WRITTEN EXERCISE ▸ Convert only the part of the records that opens with the line containing "Examine the provided image for any reflection" and closes with the line containing "[0,0,720,150]", both lines included, into a JSON list of strings with one string per line and blank lines omitted.

DATASET EXTRACT ▸
'''

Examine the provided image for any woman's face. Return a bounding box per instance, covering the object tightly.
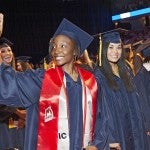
[0,46,13,65]
[51,35,75,67]
[107,43,122,63]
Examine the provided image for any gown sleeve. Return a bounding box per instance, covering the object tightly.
[0,64,44,107]
[92,67,109,149]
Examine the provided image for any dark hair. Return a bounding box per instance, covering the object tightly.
[101,42,132,91]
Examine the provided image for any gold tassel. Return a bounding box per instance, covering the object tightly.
[98,33,102,66]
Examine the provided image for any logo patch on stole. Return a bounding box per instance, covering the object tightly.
[44,107,54,122]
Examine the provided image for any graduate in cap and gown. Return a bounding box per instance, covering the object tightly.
[0,37,25,150]
[134,39,150,149]
[0,19,101,150]
[94,31,147,150]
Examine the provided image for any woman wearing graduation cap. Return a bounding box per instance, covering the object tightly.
[134,39,150,149]
[0,37,25,149]
[0,19,101,150]
[94,31,148,150]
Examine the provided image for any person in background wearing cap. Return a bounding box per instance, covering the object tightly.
[0,19,99,150]
[0,37,25,150]
[16,56,33,72]
[134,39,150,149]
[95,31,148,150]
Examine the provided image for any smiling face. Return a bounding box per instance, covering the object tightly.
[0,46,13,65]
[107,43,122,64]
[51,35,77,67]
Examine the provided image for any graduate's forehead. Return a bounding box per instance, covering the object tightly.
[52,34,73,43]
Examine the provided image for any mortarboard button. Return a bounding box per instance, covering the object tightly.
[54,18,93,55]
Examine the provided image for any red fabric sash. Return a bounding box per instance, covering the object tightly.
[37,67,97,150]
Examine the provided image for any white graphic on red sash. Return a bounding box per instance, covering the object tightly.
[45,107,54,122]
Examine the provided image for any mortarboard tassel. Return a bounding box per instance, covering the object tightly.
[98,33,102,66]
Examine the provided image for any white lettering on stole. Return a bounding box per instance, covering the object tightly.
[58,132,67,140]
[44,107,54,122]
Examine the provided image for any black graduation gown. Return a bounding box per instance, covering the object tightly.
[94,69,147,150]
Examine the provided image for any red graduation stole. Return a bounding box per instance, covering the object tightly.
[37,67,97,150]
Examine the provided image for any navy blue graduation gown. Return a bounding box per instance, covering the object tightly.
[94,69,147,150]
[0,65,97,150]
[133,67,150,149]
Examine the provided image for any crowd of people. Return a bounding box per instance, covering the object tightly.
[0,12,150,150]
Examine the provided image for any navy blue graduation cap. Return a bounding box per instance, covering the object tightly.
[0,37,13,47]
[136,39,150,57]
[54,18,94,55]
[16,56,32,62]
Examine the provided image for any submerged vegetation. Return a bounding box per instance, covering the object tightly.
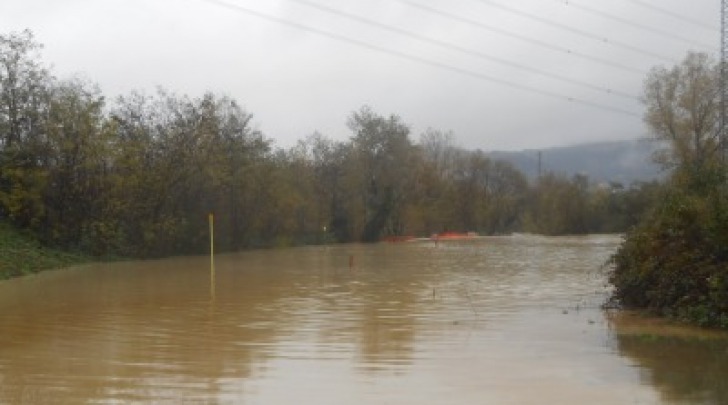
[0,222,89,280]
[0,31,658,268]
[0,31,728,327]
[611,54,728,328]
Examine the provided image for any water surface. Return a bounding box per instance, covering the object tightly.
[0,235,728,405]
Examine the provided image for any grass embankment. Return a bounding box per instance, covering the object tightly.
[0,221,90,279]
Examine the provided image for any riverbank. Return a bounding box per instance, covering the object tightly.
[0,221,90,280]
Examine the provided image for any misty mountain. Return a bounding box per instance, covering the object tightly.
[488,140,665,185]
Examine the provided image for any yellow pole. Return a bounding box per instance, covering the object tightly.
[207,213,215,298]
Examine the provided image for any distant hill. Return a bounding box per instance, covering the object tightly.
[488,140,665,185]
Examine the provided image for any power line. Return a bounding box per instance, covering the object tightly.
[288,0,639,100]
[474,0,675,63]
[196,0,639,118]
[395,0,645,75]
[555,0,711,49]
[627,0,720,32]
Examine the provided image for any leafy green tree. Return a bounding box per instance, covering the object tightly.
[348,107,413,242]
[0,30,52,227]
[610,53,728,328]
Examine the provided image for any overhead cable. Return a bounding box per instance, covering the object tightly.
[474,0,676,63]
[288,0,639,100]
[196,0,639,118]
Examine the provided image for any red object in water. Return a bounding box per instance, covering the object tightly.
[382,235,415,243]
[430,232,478,240]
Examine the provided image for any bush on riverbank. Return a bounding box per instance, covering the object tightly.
[610,53,728,328]
[0,221,88,279]
[610,166,728,328]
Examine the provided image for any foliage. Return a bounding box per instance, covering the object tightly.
[610,50,728,328]
[0,31,651,274]
[0,221,88,279]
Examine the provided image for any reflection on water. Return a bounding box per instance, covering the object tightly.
[610,314,728,404]
[0,235,726,405]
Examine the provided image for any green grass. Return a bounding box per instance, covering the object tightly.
[0,221,91,279]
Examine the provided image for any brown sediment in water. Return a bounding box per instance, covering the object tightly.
[0,236,725,405]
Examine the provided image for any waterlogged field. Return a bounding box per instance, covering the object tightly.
[0,235,728,405]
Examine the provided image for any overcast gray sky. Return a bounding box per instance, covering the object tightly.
[0,0,720,150]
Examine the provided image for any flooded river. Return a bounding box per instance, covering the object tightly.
[0,235,728,405]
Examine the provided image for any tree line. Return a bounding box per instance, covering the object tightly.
[610,53,728,329]
[0,31,660,257]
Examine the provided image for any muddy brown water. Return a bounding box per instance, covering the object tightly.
[0,235,728,405]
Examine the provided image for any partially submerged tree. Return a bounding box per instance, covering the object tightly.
[610,53,728,328]
[644,52,722,172]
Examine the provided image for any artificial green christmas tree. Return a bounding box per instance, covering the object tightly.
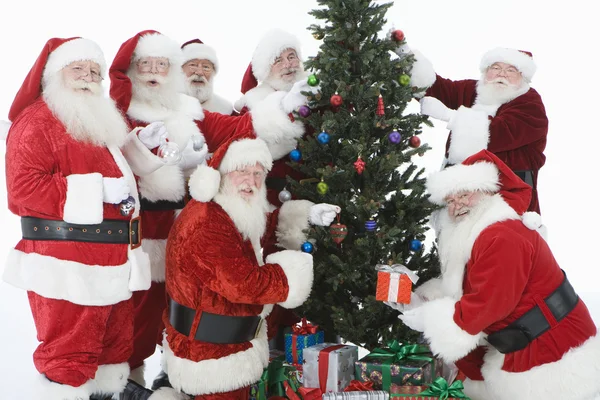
[288,0,439,349]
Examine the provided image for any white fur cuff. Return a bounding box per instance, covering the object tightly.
[266,250,313,309]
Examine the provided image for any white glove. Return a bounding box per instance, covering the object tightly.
[308,203,342,226]
[179,139,208,170]
[138,121,167,150]
[419,96,456,122]
[102,178,131,204]
[281,79,320,113]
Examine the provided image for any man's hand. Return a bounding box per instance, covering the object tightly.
[138,121,167,150]
[102,178,130,204]
[308,203,342,226]
[419,96,456,122]
[281,79,320,113]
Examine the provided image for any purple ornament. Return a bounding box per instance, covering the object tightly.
[388,130,402,144]
[298,106,310,118]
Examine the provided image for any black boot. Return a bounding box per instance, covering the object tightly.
[152,370,173,390]
[119,379,152,400]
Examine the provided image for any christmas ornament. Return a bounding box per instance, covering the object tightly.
[398,74,410,86]
[317,131,329,144]
[277,189,292,203]
[298,106,310,118]
[392,29,404,42]
[365,218,377,232]
[119,196,135,217]
[354,156,367,175]
[329,92,344,107]
[301,242,315,253]
[306,74,319,86]
[408,136,421,149]
[317,180,329,194]
[410,239,423,251]
[388,129,402,144]
[290,149,302,162]
[375,95,385,117]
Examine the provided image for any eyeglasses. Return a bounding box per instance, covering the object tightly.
[137,58,171,72]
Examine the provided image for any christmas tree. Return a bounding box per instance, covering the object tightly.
[288,0,439,349]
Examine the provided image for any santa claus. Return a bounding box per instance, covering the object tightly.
[181,39,233,115]
[3,38,155,400]
[404,45,548,213]
[110,31,314,392]
[390,150,600,400]
[163,130,340,400]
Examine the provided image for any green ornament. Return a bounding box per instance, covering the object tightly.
[398,74,410,86]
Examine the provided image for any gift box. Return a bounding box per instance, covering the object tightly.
[375,264,419,304]
[355,340,443,393]
[285,318,325,364]
[303,343,358,393]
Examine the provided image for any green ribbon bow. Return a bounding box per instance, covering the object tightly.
[369,340,434,390]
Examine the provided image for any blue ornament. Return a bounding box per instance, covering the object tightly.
[302,242,315,253]
[290,149,302,162]
[317,131,329,144]
[365,219,377,232]
[410,239,423,251]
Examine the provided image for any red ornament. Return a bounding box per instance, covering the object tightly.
[375,95,385,117]
[392,29,404,42]
[329,92,344,107]
[408,136,421,149]
[354,156,367,175]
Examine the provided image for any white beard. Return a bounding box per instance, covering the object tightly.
[185,75,214,103]
[475,77,529,105]
[42,71,129,147]
[214,175,269,264]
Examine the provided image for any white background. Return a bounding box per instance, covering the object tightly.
[0,0,600,400]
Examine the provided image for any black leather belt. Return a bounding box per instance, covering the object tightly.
[21,217,142,249]
[487,271,579,354]
[140,198,185,211]
[169,299,262,344]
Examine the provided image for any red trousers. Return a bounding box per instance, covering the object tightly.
[27,292,133,387]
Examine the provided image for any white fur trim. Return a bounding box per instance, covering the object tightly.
[219,139,273,175]
[252,29,302,82]
[265,250,313,309]
[63,172,104,224]
[163,321,269,395]
[131,33,183,68]
[43,38,106,80]
[448,106,490,164]
[188,164,221,203]
[142,239,167,282]
[251,92,304,160]
[33,375,94,400]
[92,362,129,394]
[481,336,600,400]
[275,200,314,250]
[426,162,500,205]
[3,249,131,306]
[479,47,537,82]
[181,43,219,73]
[420,297,485,362]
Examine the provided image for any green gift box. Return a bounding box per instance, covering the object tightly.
[354,340,443,393]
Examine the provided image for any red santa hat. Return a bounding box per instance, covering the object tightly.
[8,37,106,121]
[181,39,219,73]
[479,47,537,82]
[189,131,273,203]
[109,30,183,113]
[427,150,531,215]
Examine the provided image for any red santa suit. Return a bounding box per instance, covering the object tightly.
[412,150,600,400]
[3,38,150,400]
[110,31,312,381]
[163,133,313,399]
[413,48,548,213]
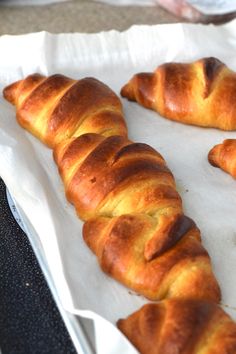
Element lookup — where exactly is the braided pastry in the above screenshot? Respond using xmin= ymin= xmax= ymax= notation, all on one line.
xmin=117 ymin=299 xmax=236 ymax=354
xmin=54 ymin=134 xmax=220 ymax=301
xmin=208 ymin=139 xmax=236 ymax=178
xmin=121 ymin=58 xmax=236 ymax=130
xmin=4 ymin=74 xmax=220 ymax=301
xmin=3 ymin=74 xmax=127 ymax=148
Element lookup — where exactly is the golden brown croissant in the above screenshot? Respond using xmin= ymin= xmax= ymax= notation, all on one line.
xmin=208 ymin=139 xmax=236 ymax=178
xmin=54 ymin=134 xmax=220 ymax=301
xmin=4 ymin=74 xmax=220 ymax=301
xmin=121 ymin=58 xmax=236 ymax=130
xmin=117 ymin=299 xmax=236 ymax=354
xmin=3 ymin=74 xmax=127 ymax=147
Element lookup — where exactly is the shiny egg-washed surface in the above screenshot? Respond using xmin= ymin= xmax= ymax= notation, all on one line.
xmin=121 ymin=58 xmax=236 ymax=130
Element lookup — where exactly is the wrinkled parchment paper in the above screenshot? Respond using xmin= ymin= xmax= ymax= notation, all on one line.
xmin=0 ymin=21 xmax=236 ymax=354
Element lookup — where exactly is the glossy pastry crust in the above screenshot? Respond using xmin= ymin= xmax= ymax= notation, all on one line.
xmin=121 ymin=57 xmax=236 ymax=130
xmin=208 ymin=139 xmax=236 ymax=178
xmin=3 ymin=74 xmax=127 ymax=148
xmin=54 ymin=134 xmax=220 ymax=302
xmin=117 ymin=299 xmax=236 ymax=354
xmin=4 ymin=74 xmax=220 ymax=302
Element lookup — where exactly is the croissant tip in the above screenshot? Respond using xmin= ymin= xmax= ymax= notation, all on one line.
xmin=3 ymin=81 xmax=20 ymax=105
xmin=208 ymin=145 xmax=219 ymax=167
xmin=120 ymin=84 xmax=130 ymax=97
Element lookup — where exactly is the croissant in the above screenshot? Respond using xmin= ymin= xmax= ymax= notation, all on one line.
xmin=4 ymin=74 xmax=220 ymax=301
xmin=3 ymin=74 xmax=127 ymax=148
xmin=117 ymin=299 xmax=236 ymax=354
xmin=54 ymin=134 xmax=220 ymax=301
xmin=121 ymin=58 xmax=236 ymax=130
xmin=208 ymin=139 xmax=236 ymax=178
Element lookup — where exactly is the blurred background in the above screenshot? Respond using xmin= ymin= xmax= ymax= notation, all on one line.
xmin=0 ymin=0 xmax=236 ymax=34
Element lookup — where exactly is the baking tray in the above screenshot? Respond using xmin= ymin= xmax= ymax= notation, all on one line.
xmin=6 ymin=189 xmax=96 ymax=354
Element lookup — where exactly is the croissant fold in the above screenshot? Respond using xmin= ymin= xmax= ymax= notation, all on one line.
xmin=3 ymin=74 xmax=127 ymax=148
xmin=54 ymin=134 xmax=220 ymax=301
xmin=4 ymin=74 xmax=220 ymax=302
xmin=208 ymin=139 xmax=236 ymax=178
xmin=121 ymin=58 xmax=236 ymax=130
xmin=117 ymin=299 xmax=236 ymax=354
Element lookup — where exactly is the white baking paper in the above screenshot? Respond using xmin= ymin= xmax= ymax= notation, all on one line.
xmin=0 ymin=21 xmax=236 ymax=354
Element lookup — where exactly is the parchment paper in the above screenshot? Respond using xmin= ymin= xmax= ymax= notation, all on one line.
xmin=0 ymin=21 xmax=236 ymax=354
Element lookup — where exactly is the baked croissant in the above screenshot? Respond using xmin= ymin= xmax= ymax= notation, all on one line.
xmin=3 ymin=74 xmax=127 ymax=148
xmin=54 ymin=134 xmax=220 ymax=301
xmin=117 ymin=299 xmax=236 ymax=354
xmin=208 ymin=139 xmax=236 ymax=178
xmin=121 ymin=58 xmax=236 ymax=130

'''

TASK RESPONSE ▸
[
  "Examine the provided image for any reflection on water. Return a bounding box per instance, covering the object tightly.",
  "[610,314,728,404]",
  "[0,235,726,405]",
  "Examine the provided image for any green grass. Return a bounding box per instance, covering the object tightly.",
  "[0,221,91,279]",
  "Examine the provided image for any brown sediment in water. Return a bounding box per instance, covering the object tightly.",
  "[0,236,725,405]",
  "Examine the provided image for any waterlogged field. Return a bounding box per instance, covering the object tightly.",
  "[0,235,728,405]",
  "Examine the provided image for any overcast gray sky. Return a bounding box per instance, covering the object tightly.",
  "[0,0,720,150]"
]